[GIVEN TASK]: Return the lines below word for word, leaving out the pictures.

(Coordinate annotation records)
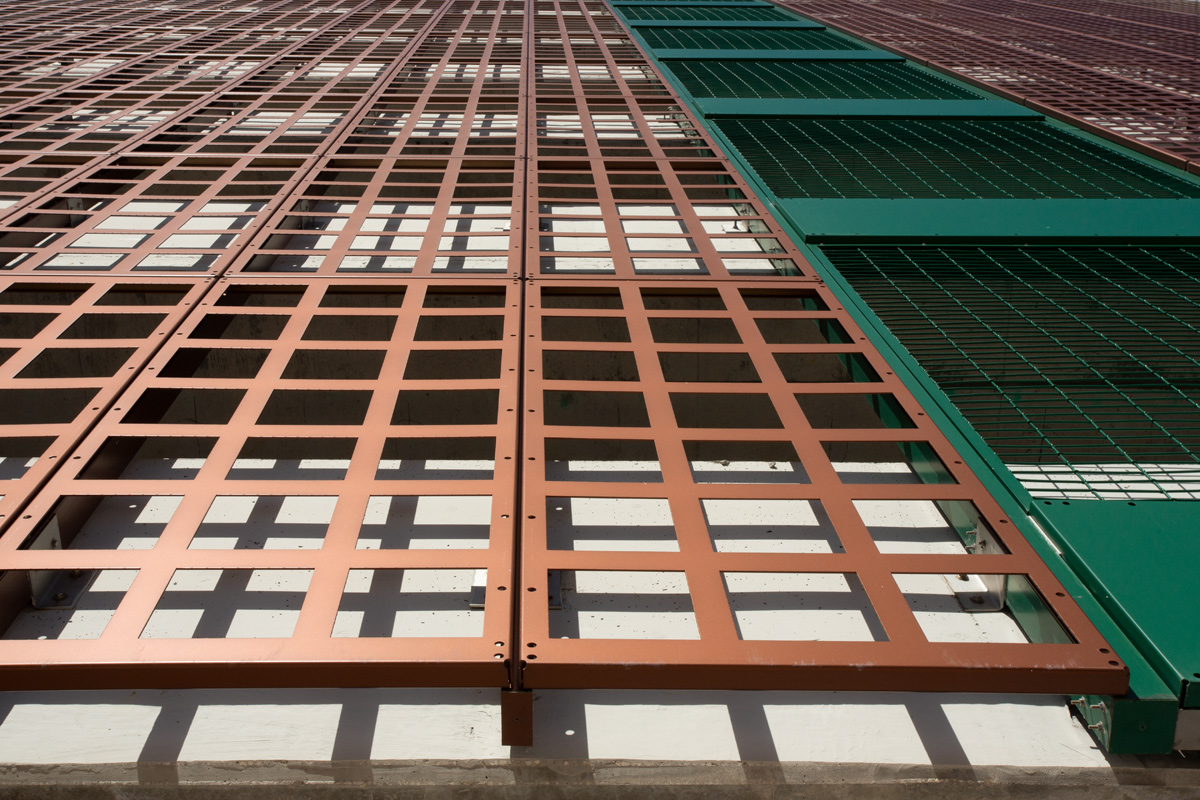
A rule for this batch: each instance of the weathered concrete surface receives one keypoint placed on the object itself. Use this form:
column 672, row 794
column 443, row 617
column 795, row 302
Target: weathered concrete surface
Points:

[OUTPUT OF THE TASK]:
A rule for this batch: each instance of the weathered concrete surface receives one keypoint placed on the object itself. Use this form:
column 672, row 794
column 443, row 617
column 795, row 302
Target: weathered concrete surface
Points:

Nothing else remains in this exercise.